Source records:
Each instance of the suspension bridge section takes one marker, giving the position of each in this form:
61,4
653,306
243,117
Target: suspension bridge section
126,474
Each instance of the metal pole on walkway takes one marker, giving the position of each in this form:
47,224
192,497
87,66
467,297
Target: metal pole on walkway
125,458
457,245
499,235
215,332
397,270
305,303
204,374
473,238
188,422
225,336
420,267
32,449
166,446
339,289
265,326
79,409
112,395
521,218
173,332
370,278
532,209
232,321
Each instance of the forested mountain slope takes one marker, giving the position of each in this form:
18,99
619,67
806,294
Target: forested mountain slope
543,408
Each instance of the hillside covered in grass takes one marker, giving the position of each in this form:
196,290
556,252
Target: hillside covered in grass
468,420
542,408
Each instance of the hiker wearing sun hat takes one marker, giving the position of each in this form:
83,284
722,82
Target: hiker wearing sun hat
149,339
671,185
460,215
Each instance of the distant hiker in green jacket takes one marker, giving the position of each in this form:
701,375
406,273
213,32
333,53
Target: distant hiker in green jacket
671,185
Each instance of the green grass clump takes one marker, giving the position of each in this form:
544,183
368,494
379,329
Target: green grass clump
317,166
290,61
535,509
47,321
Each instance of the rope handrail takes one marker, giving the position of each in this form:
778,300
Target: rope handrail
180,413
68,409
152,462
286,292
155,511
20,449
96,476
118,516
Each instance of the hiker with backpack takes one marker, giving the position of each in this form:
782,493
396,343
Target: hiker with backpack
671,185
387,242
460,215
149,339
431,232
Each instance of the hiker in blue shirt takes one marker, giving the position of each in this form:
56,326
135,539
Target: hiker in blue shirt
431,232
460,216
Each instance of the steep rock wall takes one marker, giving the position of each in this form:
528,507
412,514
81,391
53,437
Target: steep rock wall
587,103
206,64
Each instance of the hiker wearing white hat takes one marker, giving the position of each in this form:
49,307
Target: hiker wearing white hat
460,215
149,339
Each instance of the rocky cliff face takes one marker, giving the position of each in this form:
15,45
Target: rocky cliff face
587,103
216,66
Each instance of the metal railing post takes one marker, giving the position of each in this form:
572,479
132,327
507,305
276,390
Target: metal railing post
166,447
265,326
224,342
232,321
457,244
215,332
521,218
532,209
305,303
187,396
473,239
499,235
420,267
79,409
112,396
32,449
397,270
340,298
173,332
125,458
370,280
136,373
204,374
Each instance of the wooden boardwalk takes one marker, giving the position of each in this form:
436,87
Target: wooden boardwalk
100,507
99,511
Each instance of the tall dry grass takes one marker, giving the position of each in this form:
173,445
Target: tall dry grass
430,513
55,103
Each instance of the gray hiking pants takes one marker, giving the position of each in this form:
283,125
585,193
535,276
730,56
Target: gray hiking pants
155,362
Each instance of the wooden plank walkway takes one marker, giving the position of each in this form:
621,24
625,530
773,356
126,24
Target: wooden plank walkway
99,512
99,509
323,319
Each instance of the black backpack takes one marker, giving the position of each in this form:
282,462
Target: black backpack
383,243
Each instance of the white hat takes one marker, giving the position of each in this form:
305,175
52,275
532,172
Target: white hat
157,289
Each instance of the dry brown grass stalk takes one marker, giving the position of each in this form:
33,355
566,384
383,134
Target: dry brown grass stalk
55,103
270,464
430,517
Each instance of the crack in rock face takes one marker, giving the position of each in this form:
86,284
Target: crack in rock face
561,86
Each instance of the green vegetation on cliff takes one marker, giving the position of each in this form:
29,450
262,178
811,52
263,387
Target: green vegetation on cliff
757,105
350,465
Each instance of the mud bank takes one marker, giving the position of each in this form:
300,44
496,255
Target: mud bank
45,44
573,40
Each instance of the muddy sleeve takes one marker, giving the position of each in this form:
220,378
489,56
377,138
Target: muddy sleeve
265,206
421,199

— Given request —
Send back each record exactly as it stands.

— Response —
Each instance of the suspension bridge section takes one marker, giving the position of each in this form:
61,4
653,306
243,117
Target: suspension bridge section
126,474
Each instance of the metal pole on walkway takes one marker, giving the position of each in this form:
47,224
192,497
87,66
467,297
Target: metal pole on walkway
125,458
457,245
499,235
215,332
397,270
305,303
204,374
473,238
188,422
225,336
420,267
32,449
166,446
339,289
265,326
79,409
112,395
521,218
173,332
370,278
532,209
232,321
Each instance of the forested mountain slope takes one marker, giving the position of each in this form:
18,99
619,67
806,294
Target: forested mountain slope
543,408
Each instance of the hillside covered in grass takes one marker, giving the position of each in this form:
196,290
556,252
Target: hillside covered in grass
468,420
542,408
Each instance of the hiker wearing sun hat takes one marker, giving the position of each in this form:
83,284
722,82
Target: hiker wearing sun hat
149,339
671,185
460,215
Each instance of the distant hiker in green jacket takes one marker, giving the position of each in this form:
701,375
406,273
213,32
333,53
Target: distant hiker in green jacket
671,185
Each instance of the green grass clump takes one marker, giving the position of each in this form:
544,183
368,494
379,329
Target: green grass clump
317,166
290,61
535,509
47,321
Each instance of the rope handrail takes one marker, giving the position of each in this form:
778,300
Target: rope handrail
180,413
68,409
152,462
286,292
155,511
20,449
96,476
118,516
Each instance of the hiker with backpack takes one marker, giving the position of each in this form:
782,493
396,343
Target: hiker with backpack
671,185
387,242
460,215
149,339
431,232
Each instance of the hiker in blue shirt takes one marker, giving the position of each in this form:
56,326
135,539
Target: hiker in blue shirt
431,232
460,216
Each instance of the steep rock wall takes one marker, giving the position of each in this form:
528,507
412,514
81,391
53,437
Target: steep rock wall
587,103
206,64
Each instance of the hiker wearing white hat takes one marker, giving the position of each in this form:
49,307
Target: hiker wearing white hat
460,215
149,339
Each instance of the rocky cliff face takes one marker, giving the position of each in this form:
15,45
Target: rocky cliff face
587,103
216,66
Each instance of the metal railing post takes one marker, giving the position of each in this form:
572,479
132,327
507,305
276,390
Target: metal railing post
166,447
265,326
224,342
232,321
457,244
215,332
521,218
532,209
305,303
187,396
473,239
499,235
420,267
79,409
112,396
32,449
397,270
340,298
173,332
125,458
370,280
136,373
204,374
Each instance of the wooden boardwalk takes one marker, giving the position of each in this form:
436,87
Target: wooden boardwalk
100,507
99,511
Each instance of the tall dry grass takes one marker, giving the position of each in this form:
173,445
Target: tall dry grass
430,513
55,103
Each instance of the gray hiking pants takes one marker, giving the position of each in this form:
283,125
585,193
535,276
730,56
Target: gray hiking pants
155,362
Each instance of the wooden plank walkway takes one marker, giving the position of each in this form:
621,24
625,530
773,356
126,24
Target: wooden plank walkway
99,512
99,509
323,319
Each instance of the black backpack takes one marker, giving the position of each in this form:
282,462
Target: black backpack
383,243
Each instance of the white hat takes one marker, giving the position of each in this form:
305,175
52,275
532,172
Target: white hat
157,289
Each instance of the dry brown grass stalk takes one marker, giving the position of each in this form:
33,355
566,384
383,134
Target: dry brown grass stalk
55,103
270,464
430,517
Each instance of the crack in rock face takes one marker, giving the position of each in this form:
86,284
Target: crack in rock face
561,86
Each instance of the green vegetation on cliff takes one marker, giving the position of each in this form:
29,450
262,178
811,52
263,387
Target: green vegetation on cliff
757,105
350,465
Each instance of the mud bank takes one marker, giving the position of each in this form:
300,44
496,255
Target: mud bank
45,44
573,40
Each instance of the muddy sleeve takes one marker, giving the position of each in this form:
220,378
489,56
377,138
Target: muddy sleeve
265,206
421,199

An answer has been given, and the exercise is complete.